§ READING TEXT
>> START
Strategies for Deeper Comprehension
Studying text structures and features of the reading in which your students are engaged takes them ‘back
stage’ and into the architecture, or bones of texts. They are able to see how texts are crafted by
deconstructing them with your support.

Some evidence suggests that students who attend to the structure of texts learn more about the content
even while attending to the structure. They are able to identify the features of each text type and therefore
predict how to read more effectively (Duke & Pearson 2002: p.217).

Why It’s Important

       You will find, as you explicitly teach your students about text structures and features, that your
        students become reading detectives, keen to tell you what they have noticed about the architecture
        of the text.
       Their metacognitive language about text structures and features gives them more control of the
        piece they are reading and, maybe, eventually writing.
       Their comprehension broadens, allowing them to analyse and synthesize what the author is writing.
       They become more critical readers.
       They will learn that different types of texts have different purposes. Some will inform, persuade and
        report, while others will entertain and give you an appreciation of literature.
       You can teach your students to read and comprehend fiction and factual text more deeply by
        studying text structures and features, highlighting through metacognitive thinking aloud your
        integration of the content, and the structures around the content.
       The process of sifting information from a text is made easier if your readers have a mindset about
        the type of text they are reading. It’s part of cracking the code as a reader, leading to better
        comprehension.
          VISUALISING Strategy


Visualising is a powerful cognitive tool in comprehension. This module addresses the use of visualising
techniques and the production of visual representations of what has been read. When these are used with a
variety of other comprehension strategies, comprehension is greatly improved.
>> END
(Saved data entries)
>> START
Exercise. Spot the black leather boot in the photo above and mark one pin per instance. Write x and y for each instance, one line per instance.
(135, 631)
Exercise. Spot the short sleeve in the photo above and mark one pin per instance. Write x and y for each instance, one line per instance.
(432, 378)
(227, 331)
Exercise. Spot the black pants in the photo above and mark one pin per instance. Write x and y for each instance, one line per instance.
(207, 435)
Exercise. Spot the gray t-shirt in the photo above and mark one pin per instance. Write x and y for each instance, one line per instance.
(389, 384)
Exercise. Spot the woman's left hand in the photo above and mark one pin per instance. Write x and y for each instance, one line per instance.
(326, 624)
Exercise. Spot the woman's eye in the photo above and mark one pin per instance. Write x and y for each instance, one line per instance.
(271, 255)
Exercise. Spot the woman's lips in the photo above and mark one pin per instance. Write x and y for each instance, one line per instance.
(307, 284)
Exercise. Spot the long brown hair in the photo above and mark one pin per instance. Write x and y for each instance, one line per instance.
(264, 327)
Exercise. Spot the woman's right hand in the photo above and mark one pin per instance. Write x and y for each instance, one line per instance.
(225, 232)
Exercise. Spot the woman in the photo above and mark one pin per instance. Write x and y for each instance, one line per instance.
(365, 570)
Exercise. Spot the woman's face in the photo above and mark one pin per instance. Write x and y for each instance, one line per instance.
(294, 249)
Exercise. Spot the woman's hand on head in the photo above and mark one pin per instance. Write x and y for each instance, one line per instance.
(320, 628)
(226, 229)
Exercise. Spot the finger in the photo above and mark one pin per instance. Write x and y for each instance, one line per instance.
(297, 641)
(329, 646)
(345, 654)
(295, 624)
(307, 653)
>> END
§ SET PROBLEM
Please update the passage of the comprehension strategies text that opens with the words containing "Why It’s Important" and closes with "more critical readers." by putting "text investigators" in place of "reading detectives", and write the revised passage out in full.

§ WORKED ANSWER
Why It’s Important

       You will find, as you explicitly teach your students about text structures and features, that your
        students become text investigators, keen to tell you what they have noticed about the architecture
        of the text.
       Their metacognitive language about text structures and features gives them more control of the
        piece they are reading and, maybe, eventually writing.
       Their comprehension broadens, allowing them to analyse and synthesize what the author is writing.
       They become more critical readers.